▶ _WORK INSTRUCTIONS_
Please quote only the lines that start at the one with "Note to the class: locate the sky" and go on to the last line of the data, both ends kept.

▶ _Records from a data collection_
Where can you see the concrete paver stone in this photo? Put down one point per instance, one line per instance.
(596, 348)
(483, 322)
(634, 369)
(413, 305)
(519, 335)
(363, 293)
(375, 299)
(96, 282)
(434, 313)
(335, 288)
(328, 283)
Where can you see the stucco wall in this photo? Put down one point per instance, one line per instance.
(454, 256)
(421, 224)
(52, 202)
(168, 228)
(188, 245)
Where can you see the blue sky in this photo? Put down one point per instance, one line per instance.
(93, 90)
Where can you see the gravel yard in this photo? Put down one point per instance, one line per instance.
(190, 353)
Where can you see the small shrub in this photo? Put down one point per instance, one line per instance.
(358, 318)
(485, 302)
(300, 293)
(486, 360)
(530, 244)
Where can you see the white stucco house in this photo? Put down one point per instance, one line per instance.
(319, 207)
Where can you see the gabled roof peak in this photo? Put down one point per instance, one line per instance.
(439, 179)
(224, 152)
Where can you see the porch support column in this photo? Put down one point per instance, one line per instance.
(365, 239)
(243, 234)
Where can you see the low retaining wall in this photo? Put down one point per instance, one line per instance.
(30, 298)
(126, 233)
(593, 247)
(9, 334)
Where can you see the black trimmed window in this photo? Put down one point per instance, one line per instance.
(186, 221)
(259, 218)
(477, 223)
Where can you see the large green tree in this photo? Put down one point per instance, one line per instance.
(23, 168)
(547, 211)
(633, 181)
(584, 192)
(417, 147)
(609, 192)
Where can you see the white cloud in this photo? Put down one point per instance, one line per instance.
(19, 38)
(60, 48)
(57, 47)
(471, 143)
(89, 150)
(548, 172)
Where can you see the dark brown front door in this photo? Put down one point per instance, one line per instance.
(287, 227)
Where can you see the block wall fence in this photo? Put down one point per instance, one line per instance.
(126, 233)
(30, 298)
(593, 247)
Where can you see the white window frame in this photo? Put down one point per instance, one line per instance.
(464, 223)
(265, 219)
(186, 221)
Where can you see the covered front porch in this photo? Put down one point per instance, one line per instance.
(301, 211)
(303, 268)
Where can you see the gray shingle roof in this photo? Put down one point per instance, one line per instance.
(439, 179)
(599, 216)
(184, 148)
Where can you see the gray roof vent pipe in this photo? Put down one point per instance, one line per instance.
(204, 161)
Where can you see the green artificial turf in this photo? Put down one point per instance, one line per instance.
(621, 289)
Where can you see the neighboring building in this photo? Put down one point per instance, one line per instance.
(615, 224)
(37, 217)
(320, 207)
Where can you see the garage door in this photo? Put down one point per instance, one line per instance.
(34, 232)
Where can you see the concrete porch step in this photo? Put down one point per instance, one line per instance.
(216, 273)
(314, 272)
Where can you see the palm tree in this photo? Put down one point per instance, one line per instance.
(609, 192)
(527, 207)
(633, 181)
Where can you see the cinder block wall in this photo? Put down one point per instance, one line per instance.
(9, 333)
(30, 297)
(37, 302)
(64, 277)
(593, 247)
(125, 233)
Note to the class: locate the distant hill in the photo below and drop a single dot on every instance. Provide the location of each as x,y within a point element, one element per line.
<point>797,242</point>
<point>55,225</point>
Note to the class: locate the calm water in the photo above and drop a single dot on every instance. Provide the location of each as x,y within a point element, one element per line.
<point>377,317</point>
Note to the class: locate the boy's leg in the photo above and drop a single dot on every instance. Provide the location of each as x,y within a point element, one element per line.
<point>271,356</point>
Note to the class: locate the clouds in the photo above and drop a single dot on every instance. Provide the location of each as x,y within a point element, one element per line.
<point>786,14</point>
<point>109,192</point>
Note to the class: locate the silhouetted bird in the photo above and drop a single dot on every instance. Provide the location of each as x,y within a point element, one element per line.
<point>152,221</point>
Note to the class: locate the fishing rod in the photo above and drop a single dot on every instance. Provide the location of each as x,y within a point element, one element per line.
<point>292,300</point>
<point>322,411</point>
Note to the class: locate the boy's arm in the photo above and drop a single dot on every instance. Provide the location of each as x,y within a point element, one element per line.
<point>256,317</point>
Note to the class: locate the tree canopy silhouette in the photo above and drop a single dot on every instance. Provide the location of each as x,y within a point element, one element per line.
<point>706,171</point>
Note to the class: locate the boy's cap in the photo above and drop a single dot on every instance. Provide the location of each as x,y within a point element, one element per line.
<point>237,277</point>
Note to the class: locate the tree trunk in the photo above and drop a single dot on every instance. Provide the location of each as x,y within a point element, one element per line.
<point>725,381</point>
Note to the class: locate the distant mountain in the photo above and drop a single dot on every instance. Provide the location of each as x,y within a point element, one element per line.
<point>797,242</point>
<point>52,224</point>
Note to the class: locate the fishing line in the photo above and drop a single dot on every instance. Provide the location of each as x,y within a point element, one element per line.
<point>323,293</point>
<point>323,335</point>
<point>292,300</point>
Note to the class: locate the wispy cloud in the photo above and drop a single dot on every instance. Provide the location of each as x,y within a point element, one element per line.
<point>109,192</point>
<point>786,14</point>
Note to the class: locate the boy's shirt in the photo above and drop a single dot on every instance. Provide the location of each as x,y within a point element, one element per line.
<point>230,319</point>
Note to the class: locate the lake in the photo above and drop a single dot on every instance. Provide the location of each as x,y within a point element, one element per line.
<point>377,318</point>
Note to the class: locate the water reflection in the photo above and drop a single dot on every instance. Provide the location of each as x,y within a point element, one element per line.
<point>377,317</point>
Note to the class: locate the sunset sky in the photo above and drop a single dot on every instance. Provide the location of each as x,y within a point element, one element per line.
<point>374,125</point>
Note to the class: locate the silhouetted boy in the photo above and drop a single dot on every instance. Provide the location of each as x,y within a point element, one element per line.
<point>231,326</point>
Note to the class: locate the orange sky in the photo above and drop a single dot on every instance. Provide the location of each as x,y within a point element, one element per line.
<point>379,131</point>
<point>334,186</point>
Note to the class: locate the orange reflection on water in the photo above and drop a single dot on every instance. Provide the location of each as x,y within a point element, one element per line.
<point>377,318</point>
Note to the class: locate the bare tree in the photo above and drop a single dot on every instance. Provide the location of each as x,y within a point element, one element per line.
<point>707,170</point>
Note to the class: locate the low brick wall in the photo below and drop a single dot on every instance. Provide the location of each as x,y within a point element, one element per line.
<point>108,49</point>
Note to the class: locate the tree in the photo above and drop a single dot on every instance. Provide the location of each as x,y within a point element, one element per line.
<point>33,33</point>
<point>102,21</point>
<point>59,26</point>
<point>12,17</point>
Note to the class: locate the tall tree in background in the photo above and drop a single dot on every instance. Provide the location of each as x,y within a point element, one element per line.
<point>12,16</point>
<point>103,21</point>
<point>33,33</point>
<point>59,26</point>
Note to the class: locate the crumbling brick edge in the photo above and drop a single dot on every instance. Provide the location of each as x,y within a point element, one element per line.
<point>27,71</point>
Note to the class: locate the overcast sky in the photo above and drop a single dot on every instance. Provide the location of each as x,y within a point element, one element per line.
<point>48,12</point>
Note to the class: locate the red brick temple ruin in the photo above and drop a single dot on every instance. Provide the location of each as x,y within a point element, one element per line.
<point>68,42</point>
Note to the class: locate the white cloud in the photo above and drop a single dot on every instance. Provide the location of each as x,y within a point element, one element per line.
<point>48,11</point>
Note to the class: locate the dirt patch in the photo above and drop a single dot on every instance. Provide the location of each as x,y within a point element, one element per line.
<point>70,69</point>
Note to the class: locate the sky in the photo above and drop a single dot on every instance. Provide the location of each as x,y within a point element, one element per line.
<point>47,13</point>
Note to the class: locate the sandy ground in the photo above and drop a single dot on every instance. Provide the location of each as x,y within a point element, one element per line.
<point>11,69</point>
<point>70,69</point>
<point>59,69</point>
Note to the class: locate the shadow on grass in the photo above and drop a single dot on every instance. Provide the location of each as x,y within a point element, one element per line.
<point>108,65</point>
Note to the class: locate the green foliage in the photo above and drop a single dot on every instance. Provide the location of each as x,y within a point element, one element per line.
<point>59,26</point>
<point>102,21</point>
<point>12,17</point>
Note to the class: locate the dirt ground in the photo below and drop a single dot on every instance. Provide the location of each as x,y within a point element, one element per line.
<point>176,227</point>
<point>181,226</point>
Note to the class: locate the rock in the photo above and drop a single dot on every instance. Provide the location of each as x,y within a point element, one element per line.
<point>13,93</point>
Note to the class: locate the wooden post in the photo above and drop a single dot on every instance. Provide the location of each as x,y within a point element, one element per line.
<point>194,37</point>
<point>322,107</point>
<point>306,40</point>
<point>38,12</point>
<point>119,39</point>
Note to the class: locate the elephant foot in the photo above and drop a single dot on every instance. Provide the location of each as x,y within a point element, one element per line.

▶ _ANSWER SPACE_
Note to the class: locate the sky in the photo above and drop a single dot on every instance. Provide the location of each as x,y within a point element, one element per line.
<point>47,13</point>
Note to the class: locate the sandy ground in the photo above and drop a single dot on every instance. Provide the location of each as x,y within a point element, one element per line.
<point>11,69</point>
<point>70,69</point>
<point>59,69</point>
Note to the class: locate the shadow on grass in the photo above and drop a single dot on every instance. Provide the location of each as x,y within a point element, one element per line.
<point>108,65</point>
Note to the class: locate the green foliage in the photo above and drop a single dot on every instance. Provide the location of each as x,y within a point element, one element per line.
<point>59,26</point>
<point>102,21</point>
<point>12,17</point>
Note to the class: locate the dirt ground in the photo below and drop a single dot on every instance. Provide the location of each as x,y within a point element, one element per line.
<point>176,227</point>
<point>181,226</point>
Note to the class: locate the rock in the photo above and drop a single dot on every instance. Provide the location of each as x,y within a point element, one element per line.
<point>13,93</point>
Note to the class: locate the wooden post in the photo above and drop a single dot on every instance. Provide the location of each as x,y within a point element, one element per line.
<point>194,37</point>
<point>322,107</point>
<point>306,40</point>
<point>38,12</point>
<point>119,39</point>
Note to the class: locate the elephant foot in the photo above and drop a single dot on every instance. Provide the location of each as x,y within a point element, one element per line.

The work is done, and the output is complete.